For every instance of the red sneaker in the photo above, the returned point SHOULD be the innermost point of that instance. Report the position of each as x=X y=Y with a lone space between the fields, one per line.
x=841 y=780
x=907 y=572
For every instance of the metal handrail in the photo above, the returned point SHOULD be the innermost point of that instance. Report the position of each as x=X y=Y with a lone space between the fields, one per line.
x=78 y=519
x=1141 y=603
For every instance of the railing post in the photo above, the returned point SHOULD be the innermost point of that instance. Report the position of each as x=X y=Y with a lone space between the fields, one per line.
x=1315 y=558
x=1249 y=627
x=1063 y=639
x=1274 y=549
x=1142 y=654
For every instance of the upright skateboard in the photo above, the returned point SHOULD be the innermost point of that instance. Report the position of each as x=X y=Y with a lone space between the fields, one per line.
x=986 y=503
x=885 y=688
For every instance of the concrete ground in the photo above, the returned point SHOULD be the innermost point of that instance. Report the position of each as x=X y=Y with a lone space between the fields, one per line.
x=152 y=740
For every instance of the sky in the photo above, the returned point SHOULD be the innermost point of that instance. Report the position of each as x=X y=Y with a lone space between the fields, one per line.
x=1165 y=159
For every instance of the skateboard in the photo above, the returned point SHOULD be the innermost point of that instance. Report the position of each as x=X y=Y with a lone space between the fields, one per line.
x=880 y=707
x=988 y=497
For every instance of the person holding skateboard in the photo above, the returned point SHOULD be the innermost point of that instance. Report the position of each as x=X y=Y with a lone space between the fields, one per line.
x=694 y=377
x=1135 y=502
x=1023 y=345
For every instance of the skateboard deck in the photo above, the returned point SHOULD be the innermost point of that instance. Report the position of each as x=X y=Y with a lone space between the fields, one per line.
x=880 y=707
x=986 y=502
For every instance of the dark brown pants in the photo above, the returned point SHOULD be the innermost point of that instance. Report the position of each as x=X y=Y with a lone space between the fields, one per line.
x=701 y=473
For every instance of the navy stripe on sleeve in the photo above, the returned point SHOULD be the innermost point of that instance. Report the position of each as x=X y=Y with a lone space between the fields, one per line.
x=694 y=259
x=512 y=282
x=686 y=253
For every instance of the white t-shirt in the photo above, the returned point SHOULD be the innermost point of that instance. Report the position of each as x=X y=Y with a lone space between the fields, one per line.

■ ■ ■

### WRITTEN TASK
Make an exact copy of every line in the data.

### SOLUTION FOR THIS EXERCISE
For every instance of the red sneaker in the photo above, the returned point SHOULD be the innermost point of that instance. Report the position of each as x=X y=Y with a lone space between the fields, one per line.
x=841 y=780
x=907 y=572
For every instance of the metal handrail in the photo above, the returned point SHOULD be the innermost point of that instance. Report the position of each as x=X y=Y with a lone space between the fields, one per line.
x=78 y=519
x=1141 y=603
For every instance of the railing post in the photo above, the returned point SHOULD be the innermost point of that instance. Report the position of each as x=X y=Y with a lone space between the fields, one per line.
x=1315 y=558
x=1249 y=627
x=1063 y=639
x=1274 y=549
x=1142 y=654
For every instance of the upright skateboard in the photo above, the returned point SHOULD be the innermost point of that instance. Report the position of each as x=X y=Y with a lone space between the fields, one per line.
x=986 y=503
x=885 y=688
For every instance of the concrete ground in the photo above, the returned point SHOULD be the innermost point of that instance. Report the position of each as x=X y=Y with a lone space between the fields, one per line.
x=152 y=740
For every instance of the sky in the photo above, the returned point SHOULD be the innermost point of that instance. Report the position of each as x=X y=Y with a lone space between the fields, one per line.
x=1165 y=159
For every instance of the skateboard in the photo above, the returned point SHOULD be the innermost point of that instance. Report the position of each as x=X y=Y with a lone space between the fields, one per line.
x=880 y=707
x=988 y=497
For every instance of the person holding skateboard in the photo above, the returned point SHOULD be the innermost point of that instance. Report the position of each as x=X y=Y with a lone space between the fields, one per line.
x=694 y=377
x=1135 y=502
x=1023 y=345
For every instance of the skateboard deck in the photo above, the returned point SHOULD be the innermost point of that instance. Report the position of each as x=X y=Y with a lone space between the fields, one per line.
x=880 y=707
x=986 y=502
For every instance of the dark brown pants in the photo above, the returned point SHOULD be the innermost point of that instance. Report the position of each as x=X y=Y with a lone space between the fields, one per line.
x=701 y=473
For every instance of the navy stripe on sleeve in the photo above, the returned point SHOULD be the innermost point of that instance. Report the position of each as x=X y=Y with a lone space between the fields, one per line.
x=694 y=259
x=512 y=282
x=686 y=253
For every instance of the white t-shirt in the photo above, the returned point SHOULD be the innermost point of that instance. Report the position of each as x=X y=Y with a lone space between the fields, one per line.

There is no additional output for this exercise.